▶ Data items:
*** Block opens ***
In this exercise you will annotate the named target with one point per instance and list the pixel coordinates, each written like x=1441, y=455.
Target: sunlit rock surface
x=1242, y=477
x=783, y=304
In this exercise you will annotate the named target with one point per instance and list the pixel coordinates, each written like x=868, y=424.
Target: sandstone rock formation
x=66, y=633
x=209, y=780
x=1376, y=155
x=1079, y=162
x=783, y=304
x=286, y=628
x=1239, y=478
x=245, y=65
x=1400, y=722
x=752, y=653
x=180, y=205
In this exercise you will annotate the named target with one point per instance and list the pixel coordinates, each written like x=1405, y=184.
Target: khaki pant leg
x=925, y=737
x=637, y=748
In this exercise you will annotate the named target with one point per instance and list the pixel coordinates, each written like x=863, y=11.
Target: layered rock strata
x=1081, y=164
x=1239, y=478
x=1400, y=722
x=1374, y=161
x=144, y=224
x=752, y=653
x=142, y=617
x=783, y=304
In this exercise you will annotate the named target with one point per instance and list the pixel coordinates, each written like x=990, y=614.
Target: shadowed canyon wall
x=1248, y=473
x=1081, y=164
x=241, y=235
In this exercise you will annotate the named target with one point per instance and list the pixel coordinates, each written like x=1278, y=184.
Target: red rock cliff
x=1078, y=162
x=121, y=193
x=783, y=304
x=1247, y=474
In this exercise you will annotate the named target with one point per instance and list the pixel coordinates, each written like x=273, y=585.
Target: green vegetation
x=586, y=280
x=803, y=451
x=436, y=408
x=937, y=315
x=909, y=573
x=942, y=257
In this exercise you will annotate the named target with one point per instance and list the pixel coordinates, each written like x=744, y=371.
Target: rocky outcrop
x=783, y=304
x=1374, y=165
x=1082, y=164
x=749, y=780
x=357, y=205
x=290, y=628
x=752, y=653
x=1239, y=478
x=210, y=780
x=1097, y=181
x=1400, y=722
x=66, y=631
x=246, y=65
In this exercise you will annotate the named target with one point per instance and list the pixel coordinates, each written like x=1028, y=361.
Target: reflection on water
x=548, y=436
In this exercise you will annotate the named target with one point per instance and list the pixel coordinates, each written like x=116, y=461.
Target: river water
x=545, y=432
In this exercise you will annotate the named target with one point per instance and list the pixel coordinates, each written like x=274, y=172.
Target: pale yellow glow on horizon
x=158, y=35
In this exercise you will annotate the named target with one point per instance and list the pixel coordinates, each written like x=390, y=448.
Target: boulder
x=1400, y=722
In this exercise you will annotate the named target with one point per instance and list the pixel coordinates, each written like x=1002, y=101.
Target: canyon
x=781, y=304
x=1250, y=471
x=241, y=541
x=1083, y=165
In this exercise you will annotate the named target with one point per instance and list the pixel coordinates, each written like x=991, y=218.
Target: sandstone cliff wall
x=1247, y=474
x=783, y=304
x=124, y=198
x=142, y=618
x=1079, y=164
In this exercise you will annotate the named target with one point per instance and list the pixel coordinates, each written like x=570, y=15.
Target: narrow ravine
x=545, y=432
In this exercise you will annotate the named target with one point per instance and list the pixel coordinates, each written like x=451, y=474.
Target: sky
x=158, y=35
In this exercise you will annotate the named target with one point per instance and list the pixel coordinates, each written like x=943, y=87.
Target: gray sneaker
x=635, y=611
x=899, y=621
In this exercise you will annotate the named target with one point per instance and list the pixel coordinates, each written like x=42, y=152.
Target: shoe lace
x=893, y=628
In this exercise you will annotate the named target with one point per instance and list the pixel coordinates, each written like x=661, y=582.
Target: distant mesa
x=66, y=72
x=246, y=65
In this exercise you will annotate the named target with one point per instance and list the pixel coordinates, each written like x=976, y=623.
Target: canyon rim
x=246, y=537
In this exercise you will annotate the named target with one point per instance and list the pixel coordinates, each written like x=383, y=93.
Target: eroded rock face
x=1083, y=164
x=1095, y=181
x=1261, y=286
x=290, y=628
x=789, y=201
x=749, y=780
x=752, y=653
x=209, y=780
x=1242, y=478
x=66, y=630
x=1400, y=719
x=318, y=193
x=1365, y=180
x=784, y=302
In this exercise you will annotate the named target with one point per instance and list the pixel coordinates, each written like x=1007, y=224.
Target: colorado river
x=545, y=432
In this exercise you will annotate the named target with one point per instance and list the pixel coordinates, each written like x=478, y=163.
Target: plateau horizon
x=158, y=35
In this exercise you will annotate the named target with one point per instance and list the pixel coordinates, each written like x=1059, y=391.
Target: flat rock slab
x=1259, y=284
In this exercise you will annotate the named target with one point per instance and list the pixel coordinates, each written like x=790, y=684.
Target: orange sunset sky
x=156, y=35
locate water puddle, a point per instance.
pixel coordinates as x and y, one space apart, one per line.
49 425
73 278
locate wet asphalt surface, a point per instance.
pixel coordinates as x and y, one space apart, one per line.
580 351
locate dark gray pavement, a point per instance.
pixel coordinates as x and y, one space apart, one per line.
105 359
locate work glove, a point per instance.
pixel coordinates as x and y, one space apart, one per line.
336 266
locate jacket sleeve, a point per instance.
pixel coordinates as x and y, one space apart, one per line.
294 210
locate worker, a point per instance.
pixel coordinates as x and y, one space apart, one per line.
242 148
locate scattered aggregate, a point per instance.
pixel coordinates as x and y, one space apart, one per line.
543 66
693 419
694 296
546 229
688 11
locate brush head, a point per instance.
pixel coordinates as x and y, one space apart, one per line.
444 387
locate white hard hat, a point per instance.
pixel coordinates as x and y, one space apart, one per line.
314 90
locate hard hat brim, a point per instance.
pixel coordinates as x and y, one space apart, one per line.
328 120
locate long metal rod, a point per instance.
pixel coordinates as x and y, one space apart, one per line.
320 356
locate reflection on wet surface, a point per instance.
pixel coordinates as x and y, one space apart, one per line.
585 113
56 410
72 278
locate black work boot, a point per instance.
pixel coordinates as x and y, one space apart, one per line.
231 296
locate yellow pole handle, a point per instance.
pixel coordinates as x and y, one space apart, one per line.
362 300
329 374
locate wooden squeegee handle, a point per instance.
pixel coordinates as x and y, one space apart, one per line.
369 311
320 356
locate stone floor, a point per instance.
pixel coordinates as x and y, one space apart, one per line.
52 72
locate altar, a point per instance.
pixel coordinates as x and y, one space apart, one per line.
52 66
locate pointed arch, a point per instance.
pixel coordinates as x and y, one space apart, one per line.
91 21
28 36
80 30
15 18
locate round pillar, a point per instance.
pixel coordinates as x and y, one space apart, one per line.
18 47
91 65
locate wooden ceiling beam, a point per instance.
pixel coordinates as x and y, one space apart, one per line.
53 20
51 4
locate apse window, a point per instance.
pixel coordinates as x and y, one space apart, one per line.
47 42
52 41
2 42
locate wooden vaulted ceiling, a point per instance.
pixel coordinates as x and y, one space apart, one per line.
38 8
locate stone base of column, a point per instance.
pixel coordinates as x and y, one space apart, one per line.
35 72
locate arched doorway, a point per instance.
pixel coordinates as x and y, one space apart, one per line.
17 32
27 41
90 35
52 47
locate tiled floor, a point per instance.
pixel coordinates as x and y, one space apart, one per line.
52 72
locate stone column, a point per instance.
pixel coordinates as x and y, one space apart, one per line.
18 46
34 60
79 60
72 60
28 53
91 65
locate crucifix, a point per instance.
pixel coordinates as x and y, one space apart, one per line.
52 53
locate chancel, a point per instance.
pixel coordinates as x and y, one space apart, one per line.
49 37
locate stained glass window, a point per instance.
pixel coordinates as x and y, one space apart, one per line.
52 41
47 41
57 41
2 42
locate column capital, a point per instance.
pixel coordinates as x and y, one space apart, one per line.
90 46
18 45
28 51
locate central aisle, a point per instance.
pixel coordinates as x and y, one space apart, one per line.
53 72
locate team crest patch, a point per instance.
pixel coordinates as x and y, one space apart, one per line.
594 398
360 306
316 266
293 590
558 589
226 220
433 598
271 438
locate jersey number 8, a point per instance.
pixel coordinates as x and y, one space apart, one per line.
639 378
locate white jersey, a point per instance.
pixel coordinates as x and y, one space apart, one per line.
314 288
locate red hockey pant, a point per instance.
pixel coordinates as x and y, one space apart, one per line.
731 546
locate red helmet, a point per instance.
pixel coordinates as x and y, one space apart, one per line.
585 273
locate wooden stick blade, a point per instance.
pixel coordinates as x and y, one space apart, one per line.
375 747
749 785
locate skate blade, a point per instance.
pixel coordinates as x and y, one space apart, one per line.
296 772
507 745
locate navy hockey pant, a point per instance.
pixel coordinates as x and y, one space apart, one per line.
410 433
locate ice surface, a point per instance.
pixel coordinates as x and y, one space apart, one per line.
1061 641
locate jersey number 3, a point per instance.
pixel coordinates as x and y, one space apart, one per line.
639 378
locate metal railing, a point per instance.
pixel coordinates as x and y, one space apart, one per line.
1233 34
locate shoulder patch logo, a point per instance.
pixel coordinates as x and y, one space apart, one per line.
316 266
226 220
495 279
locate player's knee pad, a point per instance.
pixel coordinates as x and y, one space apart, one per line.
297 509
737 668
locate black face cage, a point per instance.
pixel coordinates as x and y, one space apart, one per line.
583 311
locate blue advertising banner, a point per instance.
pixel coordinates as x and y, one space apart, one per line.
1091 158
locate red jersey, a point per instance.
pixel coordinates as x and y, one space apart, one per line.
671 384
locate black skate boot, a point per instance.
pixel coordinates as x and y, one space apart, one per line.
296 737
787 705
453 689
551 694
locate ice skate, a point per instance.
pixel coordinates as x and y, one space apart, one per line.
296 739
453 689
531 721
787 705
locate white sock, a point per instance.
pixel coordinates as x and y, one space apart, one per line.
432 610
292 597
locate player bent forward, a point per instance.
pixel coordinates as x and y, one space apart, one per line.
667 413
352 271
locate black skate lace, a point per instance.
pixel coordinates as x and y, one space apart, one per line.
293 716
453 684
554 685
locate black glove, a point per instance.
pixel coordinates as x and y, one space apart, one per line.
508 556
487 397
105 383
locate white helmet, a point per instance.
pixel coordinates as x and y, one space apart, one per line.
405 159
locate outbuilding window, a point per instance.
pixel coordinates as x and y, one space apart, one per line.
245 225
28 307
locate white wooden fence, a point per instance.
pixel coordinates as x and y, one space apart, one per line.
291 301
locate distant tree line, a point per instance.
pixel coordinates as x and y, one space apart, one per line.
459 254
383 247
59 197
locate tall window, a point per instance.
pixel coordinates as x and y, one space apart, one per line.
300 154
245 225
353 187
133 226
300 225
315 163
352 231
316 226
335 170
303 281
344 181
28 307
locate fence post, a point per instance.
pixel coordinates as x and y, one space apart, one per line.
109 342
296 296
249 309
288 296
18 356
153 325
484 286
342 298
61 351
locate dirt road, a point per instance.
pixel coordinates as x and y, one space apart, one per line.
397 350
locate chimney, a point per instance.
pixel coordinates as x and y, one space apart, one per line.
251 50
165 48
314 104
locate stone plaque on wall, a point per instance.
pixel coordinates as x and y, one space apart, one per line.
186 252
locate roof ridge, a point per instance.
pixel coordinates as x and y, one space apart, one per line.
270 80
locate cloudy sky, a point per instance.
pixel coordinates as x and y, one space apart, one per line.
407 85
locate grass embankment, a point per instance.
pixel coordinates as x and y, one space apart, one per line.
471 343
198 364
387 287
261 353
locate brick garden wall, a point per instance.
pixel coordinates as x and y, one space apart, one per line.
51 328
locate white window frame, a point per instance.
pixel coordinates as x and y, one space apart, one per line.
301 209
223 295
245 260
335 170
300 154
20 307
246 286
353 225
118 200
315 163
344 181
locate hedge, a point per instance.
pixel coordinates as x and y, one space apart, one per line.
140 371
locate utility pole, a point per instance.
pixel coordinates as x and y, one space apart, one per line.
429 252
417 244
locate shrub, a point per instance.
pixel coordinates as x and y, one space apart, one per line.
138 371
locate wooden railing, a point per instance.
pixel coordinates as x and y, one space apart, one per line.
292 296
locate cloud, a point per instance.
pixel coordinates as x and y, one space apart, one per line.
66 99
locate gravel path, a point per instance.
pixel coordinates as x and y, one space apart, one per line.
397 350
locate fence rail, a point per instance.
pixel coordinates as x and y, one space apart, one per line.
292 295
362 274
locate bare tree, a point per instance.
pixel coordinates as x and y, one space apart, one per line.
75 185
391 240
*** Block closes ***
▶ Action item: Among the lines above, which hold the word "skate"? Report each one.

▶ Written solution:
locate skate blade, a point per instance.
locate black skate boot, a point per instance.
locate ice skate, a point per instance.
locate black skate lace, a point per instance.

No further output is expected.